## begin Quoted text

Renting an Apartment in Paris
Since starting to post about living in Paris, one of the most frequent questions (besides the language) that I’ve gotten is about renting an apartment. I can honestly say it was the hardest part of living abroad for me. I ended up moving 4 times in one year and looked at a ridiculous amount of places with little to no success.
Now that I’m moving back for another year it’s allllll coming back. The stress. The small panic attacks. Not knowing where I’ll be in a month. Here are my best tips (hopefully I can take my own advice and find something):
– If you are going to school in Paris, check with the school on lodging options. I found out that Le Cordon Bleu had a person whose job it was to help find apartments for the students. There was even a list of different people you could contact who rented out their places to LCB students.
– Stick with agencies. The agency fee stinks. yup I know. But especially when you are searching from abroad the safest way to guarantee that you will have a place to stay when you arrive is to go through all the necessary paperwork. Agencies that are used to working with non-Frenchies are: Lodgis, ParisAttitude, and Paristay. If you feel like your French is up to par sign up on Seloger. This is an online site where agencies will post new apartments. (This is what I’ve been using but since I’m not in Paris physically and able to run into the agency as soon as one I like posts, I haven’t had any success so far.)

## end Quoted text

### Prompt A
Could you rewrite the stretch of the Paris apartment post from "Renting an Apartment in" through "to no success.", with "living abroad" changed to "living overseas"?
### Prompt B
Answer these questions from the Paris apartment post:
(i) How many times did the writer move in one year?
(ii) Which school had a person whose job was to help students find apartments?
(iii) Which three agencies are named as used to working with non-Frenchies?
### Prompt C
How would you put this sentence from the Paris apartment post into Spanish: "I can honestly say it was the hardest part of living abroad for me."

## begin Entries

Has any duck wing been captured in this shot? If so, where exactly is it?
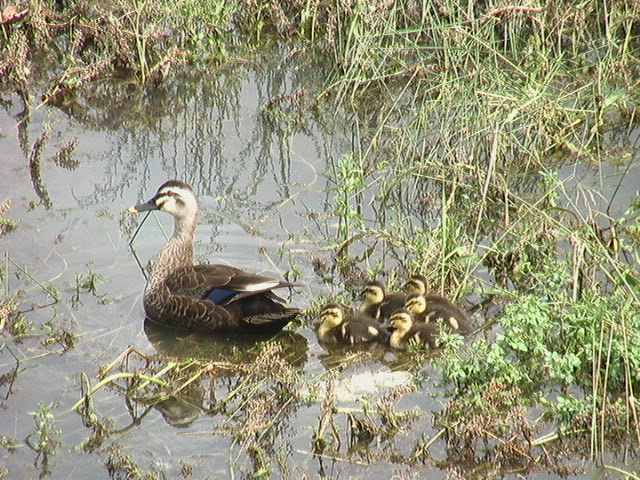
[165,264,296,306]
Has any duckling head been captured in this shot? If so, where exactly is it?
[129,180,198,218]
[404,275,429,295]
[360,281,385,305]
[320,303,344,328]
[404,293,427,315]
[389,308,413,336]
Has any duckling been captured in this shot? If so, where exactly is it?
[404,293,473,335]
[318,303,389,345]
[360,280,407,322]
[404,274,429,295]
[389,308,438,350]
[129,180,300,333]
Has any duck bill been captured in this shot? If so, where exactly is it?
[129,199,160,213]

## end Entries

### Full solution A
Renting an Apartment in Paris
Since starting to post about living in Paris, one of the most frequent questions (besides the language) that I’ve gotten is about renting an apartment. I can honestly say it was the hardest part of living overseas for me. I ended up moving 4 times in one year and looked at a ridiculous amount of places with little to no success.

### Full solution B
(i) 4 times
(ii) Le Cordon Bleu
(iii) Lodgis, ParisAttitude, and Paristay

### Full solution C
Puedo decir honestamente que fue la parte más difícil de vivir en el extranjero para mí.